What is expected - Edit the data from the line holding "I need to know the location of the front wheel" through the line holding "[62,294,82,320]", inclusive, by replacing "car hood" with "vehicle bonnet" and leaving everything else unchanged. Leave the pictures out of your answer.

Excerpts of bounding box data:
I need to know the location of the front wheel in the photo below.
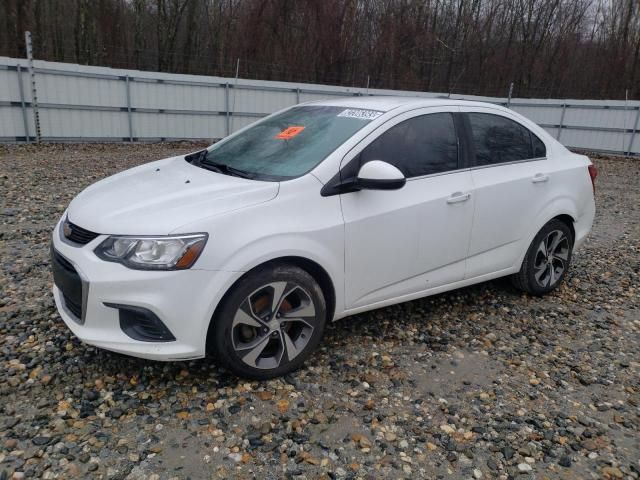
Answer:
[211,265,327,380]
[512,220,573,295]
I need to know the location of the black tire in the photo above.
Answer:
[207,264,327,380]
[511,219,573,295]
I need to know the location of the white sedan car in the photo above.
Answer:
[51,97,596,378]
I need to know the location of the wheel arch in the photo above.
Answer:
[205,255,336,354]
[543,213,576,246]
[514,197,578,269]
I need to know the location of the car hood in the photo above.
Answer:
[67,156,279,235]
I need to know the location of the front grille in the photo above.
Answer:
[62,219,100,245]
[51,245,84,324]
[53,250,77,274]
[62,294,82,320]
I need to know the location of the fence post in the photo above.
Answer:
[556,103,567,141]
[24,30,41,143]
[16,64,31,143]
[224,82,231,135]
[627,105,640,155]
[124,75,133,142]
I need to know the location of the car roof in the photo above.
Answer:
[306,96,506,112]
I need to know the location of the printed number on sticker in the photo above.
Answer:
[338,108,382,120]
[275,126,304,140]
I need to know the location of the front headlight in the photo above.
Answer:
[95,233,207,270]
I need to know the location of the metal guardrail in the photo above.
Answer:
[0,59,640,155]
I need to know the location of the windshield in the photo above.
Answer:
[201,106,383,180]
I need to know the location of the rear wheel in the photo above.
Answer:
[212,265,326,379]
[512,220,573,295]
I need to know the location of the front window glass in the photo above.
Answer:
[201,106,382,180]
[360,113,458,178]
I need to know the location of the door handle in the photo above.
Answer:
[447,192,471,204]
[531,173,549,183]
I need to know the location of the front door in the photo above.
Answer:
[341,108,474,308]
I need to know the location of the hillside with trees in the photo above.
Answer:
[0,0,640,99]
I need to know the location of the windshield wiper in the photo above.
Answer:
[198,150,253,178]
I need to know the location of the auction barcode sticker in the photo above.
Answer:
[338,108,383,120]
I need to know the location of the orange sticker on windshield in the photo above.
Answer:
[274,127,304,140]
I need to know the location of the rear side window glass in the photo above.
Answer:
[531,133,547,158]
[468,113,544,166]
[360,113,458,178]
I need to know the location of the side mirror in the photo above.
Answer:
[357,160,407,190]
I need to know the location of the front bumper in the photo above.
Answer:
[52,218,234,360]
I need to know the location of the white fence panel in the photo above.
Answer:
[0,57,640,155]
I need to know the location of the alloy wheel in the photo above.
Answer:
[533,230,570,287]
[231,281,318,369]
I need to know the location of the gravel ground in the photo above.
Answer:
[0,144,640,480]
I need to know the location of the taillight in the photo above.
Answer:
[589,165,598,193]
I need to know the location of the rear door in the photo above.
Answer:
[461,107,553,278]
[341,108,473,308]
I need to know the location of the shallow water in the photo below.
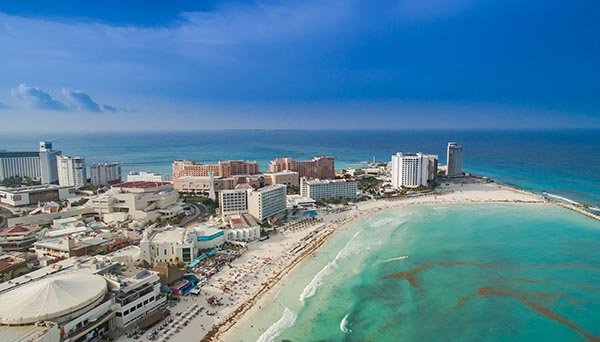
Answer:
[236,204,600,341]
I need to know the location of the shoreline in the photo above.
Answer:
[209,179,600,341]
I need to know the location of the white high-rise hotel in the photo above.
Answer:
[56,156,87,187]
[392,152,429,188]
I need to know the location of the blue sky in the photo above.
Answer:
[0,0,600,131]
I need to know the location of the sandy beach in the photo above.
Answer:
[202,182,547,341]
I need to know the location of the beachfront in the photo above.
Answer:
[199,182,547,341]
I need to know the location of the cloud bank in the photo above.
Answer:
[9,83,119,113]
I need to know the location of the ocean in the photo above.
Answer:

--

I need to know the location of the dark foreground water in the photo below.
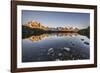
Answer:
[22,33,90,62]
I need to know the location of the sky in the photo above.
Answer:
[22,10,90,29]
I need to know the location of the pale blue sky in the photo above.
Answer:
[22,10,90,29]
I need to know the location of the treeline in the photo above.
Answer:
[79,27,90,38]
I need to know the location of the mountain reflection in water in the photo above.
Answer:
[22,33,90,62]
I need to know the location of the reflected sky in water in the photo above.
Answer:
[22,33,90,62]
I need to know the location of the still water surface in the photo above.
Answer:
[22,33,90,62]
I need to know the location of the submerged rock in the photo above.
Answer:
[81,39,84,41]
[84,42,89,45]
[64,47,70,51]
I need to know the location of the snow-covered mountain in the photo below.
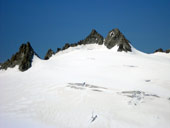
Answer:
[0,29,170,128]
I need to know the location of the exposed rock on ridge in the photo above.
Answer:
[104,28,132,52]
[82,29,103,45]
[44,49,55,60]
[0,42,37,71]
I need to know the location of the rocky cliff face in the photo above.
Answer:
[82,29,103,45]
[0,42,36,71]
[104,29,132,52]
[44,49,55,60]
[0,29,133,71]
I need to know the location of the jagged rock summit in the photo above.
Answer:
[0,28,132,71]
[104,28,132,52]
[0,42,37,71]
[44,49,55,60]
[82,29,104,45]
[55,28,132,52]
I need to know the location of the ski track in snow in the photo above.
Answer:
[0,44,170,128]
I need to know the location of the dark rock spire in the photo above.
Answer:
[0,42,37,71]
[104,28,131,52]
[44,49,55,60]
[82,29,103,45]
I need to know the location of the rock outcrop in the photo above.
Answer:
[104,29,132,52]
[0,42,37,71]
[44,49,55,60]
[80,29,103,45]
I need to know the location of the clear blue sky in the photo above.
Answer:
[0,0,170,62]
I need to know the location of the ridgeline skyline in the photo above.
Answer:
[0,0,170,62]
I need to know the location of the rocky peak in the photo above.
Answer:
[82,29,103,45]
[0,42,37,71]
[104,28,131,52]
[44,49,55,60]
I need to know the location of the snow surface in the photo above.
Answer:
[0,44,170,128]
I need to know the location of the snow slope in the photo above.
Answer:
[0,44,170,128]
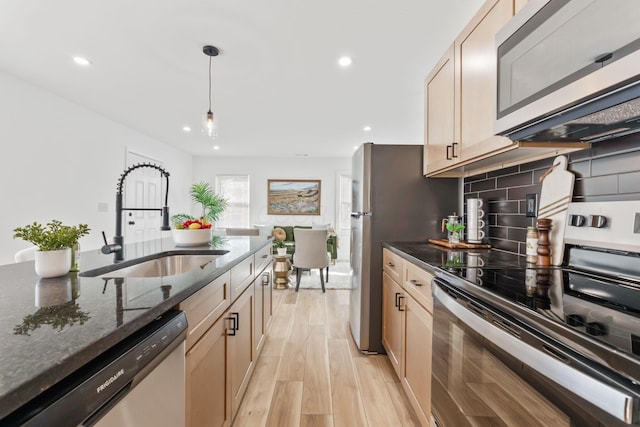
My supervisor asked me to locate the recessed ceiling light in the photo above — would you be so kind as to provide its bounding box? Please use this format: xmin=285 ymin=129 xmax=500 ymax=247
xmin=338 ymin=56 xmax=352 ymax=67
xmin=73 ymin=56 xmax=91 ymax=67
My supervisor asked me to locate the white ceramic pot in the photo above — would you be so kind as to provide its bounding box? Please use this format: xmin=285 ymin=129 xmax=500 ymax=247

==

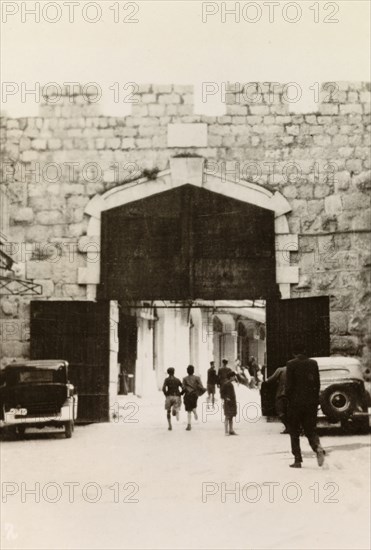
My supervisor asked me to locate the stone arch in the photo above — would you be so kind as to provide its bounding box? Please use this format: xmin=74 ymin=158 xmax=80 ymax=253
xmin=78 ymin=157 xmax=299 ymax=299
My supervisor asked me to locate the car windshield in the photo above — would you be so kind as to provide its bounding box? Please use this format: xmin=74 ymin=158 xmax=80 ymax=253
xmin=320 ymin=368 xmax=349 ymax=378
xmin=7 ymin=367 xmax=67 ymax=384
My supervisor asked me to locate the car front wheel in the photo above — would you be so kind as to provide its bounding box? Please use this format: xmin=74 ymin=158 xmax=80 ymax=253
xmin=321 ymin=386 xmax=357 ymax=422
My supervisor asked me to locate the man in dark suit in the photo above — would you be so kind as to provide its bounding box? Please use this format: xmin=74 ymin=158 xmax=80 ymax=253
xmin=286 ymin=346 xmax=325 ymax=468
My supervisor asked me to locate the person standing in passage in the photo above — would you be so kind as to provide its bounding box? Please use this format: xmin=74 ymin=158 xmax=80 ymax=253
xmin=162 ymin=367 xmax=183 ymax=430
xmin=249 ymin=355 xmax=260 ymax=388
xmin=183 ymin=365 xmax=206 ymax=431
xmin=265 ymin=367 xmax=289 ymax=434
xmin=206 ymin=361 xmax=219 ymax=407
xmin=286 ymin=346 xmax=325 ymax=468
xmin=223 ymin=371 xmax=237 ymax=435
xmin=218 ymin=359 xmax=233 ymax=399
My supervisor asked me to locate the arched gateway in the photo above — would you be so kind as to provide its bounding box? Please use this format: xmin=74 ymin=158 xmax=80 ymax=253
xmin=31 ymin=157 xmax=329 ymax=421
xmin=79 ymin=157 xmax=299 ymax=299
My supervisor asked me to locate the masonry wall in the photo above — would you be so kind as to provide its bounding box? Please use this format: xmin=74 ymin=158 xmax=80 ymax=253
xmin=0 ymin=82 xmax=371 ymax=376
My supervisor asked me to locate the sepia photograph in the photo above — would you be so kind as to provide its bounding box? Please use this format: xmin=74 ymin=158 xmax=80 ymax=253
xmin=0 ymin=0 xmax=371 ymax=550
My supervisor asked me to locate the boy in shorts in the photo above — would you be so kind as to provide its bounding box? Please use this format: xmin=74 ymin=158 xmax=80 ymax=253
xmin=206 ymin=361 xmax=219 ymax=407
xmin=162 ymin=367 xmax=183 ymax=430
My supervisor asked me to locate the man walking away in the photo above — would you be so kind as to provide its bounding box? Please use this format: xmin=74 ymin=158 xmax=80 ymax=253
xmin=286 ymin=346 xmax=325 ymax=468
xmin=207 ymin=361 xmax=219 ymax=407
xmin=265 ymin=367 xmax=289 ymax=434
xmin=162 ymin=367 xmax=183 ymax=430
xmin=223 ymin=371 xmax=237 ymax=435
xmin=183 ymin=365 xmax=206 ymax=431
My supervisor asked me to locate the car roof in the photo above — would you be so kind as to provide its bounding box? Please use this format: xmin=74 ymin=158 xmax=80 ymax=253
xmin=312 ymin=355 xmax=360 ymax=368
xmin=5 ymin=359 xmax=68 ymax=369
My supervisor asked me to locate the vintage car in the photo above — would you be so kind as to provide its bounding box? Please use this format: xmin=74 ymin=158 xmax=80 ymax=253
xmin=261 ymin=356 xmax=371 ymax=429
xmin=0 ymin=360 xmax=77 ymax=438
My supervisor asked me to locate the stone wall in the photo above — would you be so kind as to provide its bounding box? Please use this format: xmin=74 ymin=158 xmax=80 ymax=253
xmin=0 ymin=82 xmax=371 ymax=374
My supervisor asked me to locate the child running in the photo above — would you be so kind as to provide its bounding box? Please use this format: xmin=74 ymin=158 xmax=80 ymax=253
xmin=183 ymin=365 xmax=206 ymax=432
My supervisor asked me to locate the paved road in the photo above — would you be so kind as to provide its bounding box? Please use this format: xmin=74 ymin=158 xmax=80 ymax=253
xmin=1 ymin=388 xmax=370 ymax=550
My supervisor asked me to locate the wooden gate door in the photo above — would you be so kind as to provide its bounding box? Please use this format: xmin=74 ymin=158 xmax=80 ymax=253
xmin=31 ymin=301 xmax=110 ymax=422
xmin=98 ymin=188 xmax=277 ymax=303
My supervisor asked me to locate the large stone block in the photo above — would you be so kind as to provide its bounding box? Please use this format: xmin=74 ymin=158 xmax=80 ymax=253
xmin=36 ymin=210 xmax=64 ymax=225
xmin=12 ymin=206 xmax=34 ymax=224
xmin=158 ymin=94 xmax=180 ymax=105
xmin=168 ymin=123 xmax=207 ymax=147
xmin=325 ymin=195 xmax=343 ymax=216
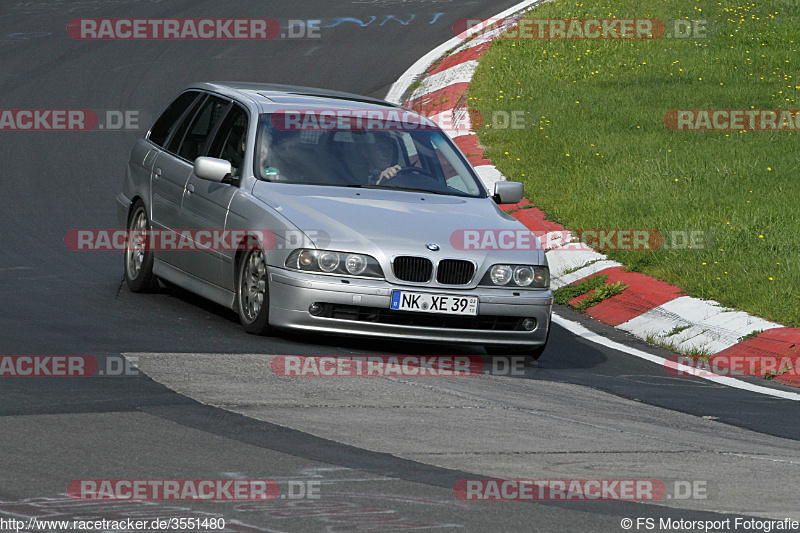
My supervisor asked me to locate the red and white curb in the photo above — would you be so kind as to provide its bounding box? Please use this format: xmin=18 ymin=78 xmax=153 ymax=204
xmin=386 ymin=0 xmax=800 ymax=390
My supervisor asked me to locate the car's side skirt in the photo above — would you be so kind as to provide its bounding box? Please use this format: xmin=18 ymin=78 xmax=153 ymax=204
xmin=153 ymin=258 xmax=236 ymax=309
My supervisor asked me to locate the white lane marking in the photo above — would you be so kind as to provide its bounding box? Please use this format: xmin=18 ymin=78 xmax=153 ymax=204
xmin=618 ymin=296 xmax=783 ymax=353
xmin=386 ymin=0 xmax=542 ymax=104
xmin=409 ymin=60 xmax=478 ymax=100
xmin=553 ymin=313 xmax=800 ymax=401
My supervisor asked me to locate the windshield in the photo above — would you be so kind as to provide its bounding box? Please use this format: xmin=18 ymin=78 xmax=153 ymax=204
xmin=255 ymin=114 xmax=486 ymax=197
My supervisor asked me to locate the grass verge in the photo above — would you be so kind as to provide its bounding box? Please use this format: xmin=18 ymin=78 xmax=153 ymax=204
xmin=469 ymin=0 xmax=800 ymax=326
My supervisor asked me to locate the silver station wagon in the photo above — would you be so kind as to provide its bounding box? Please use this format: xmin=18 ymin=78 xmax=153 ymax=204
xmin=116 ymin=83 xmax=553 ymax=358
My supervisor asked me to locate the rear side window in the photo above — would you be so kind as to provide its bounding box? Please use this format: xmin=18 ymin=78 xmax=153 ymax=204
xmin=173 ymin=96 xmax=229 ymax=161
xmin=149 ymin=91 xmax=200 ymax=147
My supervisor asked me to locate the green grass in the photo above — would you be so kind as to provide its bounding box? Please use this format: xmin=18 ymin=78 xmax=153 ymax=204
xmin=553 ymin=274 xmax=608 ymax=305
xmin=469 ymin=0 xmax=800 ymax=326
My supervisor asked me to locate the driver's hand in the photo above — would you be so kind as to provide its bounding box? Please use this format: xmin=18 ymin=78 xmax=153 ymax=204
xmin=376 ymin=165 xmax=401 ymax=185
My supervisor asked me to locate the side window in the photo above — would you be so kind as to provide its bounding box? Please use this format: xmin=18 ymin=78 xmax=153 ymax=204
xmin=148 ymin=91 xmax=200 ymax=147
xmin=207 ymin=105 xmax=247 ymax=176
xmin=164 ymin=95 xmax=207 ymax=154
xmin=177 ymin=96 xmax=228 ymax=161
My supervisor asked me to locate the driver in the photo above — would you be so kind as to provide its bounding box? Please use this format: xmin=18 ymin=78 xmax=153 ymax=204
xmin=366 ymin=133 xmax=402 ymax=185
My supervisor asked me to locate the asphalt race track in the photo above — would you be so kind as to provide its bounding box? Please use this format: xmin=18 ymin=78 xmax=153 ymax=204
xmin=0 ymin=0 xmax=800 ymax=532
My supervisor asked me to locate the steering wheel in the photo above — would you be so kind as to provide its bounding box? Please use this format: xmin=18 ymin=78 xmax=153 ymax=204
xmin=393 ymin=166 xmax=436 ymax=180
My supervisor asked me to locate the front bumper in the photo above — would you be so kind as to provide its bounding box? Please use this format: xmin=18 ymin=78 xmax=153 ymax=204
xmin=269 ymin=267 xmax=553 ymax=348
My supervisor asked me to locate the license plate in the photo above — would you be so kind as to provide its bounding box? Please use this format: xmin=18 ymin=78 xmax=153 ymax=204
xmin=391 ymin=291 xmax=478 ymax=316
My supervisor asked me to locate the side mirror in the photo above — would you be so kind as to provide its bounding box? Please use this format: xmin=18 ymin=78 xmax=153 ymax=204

Output of the exercise -
I need to know the location of the front wheel in the photo below.
Answer:
[211,265,327,380]
[512,220,573,295]
I need to know the location of the black tire in the photo above.
Answer:
[207,264,327,380]
[511,219,573,295]
I need to know the location of the white sedan car in the photo above.
Answer:
[51,97,596,378]
I need to know the location of the wheel arch in the photo above.
Answer:
[205,255,336,354]
[543,213,576,246]
[514,197,578,269]
I need to know the location of the vehicle bonnet in the photo above.
Answer:
[67,156,279,235]
I need to know the location of the front grille in the photo above.
Answer:
[62,219,100,245]
[51,245,84,324]
[53,250,77,274]
[62,294,82,320]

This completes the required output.